### Written request
Find each line in the items below that contains the word "blue", and copy those lines.

### Records supplied

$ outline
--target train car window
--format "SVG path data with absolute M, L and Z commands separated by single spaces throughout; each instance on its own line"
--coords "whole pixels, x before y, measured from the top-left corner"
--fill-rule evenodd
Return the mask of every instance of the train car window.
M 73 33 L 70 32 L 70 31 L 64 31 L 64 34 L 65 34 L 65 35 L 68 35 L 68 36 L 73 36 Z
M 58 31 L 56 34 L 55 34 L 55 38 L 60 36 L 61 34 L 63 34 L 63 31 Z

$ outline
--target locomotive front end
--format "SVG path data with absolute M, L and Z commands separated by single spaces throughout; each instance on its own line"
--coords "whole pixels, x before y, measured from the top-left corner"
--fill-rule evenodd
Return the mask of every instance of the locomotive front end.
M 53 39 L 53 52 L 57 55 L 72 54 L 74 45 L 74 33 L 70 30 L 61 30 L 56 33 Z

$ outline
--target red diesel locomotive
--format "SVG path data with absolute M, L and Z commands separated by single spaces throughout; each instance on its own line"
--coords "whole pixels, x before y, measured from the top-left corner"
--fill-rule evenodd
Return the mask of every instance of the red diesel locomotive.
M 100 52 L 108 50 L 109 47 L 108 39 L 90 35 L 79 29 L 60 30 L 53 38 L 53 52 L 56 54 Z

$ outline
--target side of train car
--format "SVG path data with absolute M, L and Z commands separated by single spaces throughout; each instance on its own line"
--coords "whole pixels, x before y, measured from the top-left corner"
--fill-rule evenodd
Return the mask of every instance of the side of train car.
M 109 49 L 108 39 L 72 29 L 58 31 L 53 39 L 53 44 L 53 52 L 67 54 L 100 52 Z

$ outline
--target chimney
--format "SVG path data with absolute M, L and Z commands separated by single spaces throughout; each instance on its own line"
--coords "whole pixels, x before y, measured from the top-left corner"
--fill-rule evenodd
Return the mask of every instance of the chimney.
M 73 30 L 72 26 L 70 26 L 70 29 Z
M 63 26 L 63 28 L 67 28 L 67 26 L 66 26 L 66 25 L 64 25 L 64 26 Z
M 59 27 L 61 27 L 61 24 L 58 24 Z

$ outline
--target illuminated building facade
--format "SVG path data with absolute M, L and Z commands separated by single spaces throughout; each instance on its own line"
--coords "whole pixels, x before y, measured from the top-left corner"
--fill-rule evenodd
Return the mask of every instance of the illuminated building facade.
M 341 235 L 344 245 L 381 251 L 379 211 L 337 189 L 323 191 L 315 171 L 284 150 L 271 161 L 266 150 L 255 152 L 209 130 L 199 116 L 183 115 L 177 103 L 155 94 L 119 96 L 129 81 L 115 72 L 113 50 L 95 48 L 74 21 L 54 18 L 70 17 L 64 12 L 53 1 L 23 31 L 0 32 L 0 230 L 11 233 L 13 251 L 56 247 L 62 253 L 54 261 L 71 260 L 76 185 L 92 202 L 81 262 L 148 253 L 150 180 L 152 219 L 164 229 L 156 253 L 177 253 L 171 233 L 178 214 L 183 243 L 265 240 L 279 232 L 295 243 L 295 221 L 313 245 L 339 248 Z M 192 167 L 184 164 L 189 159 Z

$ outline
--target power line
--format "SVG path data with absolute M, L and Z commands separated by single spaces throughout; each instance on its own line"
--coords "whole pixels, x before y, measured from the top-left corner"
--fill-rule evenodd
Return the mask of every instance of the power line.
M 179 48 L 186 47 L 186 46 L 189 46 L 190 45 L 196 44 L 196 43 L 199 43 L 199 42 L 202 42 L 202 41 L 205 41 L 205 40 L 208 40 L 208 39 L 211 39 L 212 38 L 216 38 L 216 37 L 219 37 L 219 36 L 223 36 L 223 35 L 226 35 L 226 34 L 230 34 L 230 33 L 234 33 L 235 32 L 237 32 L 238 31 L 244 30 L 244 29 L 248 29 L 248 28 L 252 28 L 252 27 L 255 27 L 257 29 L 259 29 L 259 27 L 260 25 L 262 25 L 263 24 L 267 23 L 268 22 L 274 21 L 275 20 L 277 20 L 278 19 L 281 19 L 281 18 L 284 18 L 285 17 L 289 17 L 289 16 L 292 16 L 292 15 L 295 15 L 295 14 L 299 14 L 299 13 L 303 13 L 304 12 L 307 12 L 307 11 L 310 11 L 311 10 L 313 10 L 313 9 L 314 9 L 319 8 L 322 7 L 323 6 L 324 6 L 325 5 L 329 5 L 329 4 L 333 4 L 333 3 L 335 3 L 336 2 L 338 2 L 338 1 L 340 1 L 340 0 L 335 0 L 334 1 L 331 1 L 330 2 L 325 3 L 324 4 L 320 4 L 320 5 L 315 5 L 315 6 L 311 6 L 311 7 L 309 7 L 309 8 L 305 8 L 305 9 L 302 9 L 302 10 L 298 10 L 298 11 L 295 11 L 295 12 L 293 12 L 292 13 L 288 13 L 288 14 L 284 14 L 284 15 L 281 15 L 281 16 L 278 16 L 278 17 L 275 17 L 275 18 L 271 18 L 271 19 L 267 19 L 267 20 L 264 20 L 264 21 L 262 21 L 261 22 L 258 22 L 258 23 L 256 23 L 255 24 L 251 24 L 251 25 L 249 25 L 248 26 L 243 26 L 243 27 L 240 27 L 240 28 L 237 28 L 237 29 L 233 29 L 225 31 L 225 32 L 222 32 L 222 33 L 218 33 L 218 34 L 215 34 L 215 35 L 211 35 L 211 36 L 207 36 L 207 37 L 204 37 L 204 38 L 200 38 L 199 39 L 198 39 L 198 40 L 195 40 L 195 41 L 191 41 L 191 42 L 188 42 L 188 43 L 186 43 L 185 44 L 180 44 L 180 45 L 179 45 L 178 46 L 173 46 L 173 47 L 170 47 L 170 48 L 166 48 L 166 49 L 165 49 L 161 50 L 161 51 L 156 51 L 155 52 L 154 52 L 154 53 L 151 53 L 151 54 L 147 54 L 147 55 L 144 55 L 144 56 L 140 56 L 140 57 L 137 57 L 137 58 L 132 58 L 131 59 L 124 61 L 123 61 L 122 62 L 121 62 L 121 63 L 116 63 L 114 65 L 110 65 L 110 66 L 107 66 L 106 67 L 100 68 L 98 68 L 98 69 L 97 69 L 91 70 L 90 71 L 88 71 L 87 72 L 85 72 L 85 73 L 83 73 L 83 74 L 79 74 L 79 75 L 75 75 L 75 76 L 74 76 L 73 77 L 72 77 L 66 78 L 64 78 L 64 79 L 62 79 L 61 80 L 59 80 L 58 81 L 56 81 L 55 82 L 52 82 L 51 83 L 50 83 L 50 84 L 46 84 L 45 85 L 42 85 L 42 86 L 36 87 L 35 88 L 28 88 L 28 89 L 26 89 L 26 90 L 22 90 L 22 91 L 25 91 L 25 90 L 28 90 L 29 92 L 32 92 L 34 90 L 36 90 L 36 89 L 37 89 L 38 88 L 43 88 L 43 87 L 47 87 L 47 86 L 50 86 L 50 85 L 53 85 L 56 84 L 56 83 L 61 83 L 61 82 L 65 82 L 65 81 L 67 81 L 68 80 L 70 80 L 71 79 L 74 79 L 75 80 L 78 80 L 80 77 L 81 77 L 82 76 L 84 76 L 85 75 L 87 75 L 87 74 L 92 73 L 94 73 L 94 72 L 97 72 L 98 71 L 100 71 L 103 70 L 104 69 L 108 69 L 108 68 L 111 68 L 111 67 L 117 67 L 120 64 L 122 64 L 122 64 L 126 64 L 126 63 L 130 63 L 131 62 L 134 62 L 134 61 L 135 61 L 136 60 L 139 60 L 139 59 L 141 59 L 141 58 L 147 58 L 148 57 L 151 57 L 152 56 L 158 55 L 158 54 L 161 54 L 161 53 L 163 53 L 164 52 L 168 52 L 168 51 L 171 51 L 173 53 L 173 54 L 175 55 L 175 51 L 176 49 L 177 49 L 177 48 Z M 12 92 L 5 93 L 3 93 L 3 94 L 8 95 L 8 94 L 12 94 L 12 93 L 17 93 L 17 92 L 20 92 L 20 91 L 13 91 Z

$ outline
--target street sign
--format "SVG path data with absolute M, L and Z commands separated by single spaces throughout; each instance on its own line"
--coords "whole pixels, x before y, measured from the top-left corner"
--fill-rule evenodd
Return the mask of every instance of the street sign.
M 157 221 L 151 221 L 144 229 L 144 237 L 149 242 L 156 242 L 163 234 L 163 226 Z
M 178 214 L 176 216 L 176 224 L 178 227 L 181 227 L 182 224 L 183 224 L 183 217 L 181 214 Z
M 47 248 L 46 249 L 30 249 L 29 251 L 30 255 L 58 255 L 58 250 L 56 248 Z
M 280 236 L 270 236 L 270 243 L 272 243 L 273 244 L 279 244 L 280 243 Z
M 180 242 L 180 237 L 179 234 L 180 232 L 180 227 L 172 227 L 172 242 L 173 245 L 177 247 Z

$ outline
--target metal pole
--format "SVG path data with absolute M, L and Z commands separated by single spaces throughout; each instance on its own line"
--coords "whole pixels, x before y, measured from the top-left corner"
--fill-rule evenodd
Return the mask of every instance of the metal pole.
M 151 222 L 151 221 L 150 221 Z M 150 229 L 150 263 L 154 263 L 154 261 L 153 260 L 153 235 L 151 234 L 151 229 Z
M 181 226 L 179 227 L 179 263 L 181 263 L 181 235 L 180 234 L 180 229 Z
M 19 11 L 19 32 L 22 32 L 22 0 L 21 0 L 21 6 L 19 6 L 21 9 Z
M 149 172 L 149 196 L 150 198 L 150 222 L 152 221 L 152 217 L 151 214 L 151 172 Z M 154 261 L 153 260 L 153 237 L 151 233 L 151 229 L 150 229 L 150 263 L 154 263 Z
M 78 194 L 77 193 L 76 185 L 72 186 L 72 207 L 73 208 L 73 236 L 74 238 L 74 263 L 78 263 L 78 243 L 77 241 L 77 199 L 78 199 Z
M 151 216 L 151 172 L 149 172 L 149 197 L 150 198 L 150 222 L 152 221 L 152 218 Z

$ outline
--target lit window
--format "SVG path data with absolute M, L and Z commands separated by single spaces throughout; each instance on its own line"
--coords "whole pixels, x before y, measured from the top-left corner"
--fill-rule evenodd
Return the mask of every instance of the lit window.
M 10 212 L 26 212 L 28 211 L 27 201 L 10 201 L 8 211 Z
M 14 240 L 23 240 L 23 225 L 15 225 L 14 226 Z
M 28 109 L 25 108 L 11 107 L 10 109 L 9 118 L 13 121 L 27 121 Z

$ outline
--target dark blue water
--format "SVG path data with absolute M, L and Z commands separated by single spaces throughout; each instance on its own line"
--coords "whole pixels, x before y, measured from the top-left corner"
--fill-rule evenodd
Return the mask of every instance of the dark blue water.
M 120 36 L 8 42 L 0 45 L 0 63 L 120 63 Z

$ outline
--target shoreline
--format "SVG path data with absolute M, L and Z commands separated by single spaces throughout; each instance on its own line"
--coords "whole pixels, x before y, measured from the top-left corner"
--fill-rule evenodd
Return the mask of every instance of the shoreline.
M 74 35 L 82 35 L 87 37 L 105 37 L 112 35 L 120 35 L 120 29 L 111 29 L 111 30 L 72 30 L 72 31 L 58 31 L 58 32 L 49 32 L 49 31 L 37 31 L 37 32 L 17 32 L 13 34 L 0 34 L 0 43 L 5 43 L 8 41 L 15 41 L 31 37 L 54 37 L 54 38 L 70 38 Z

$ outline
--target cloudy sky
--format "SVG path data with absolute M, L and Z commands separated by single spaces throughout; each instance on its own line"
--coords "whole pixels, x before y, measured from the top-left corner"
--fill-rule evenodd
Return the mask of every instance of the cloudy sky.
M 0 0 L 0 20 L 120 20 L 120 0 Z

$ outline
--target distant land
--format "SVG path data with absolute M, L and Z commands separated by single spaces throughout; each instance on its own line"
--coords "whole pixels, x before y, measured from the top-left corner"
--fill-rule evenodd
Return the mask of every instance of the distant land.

### Response to this exercise
--target dark blue water
Return the mask of every instance of the dark blue water.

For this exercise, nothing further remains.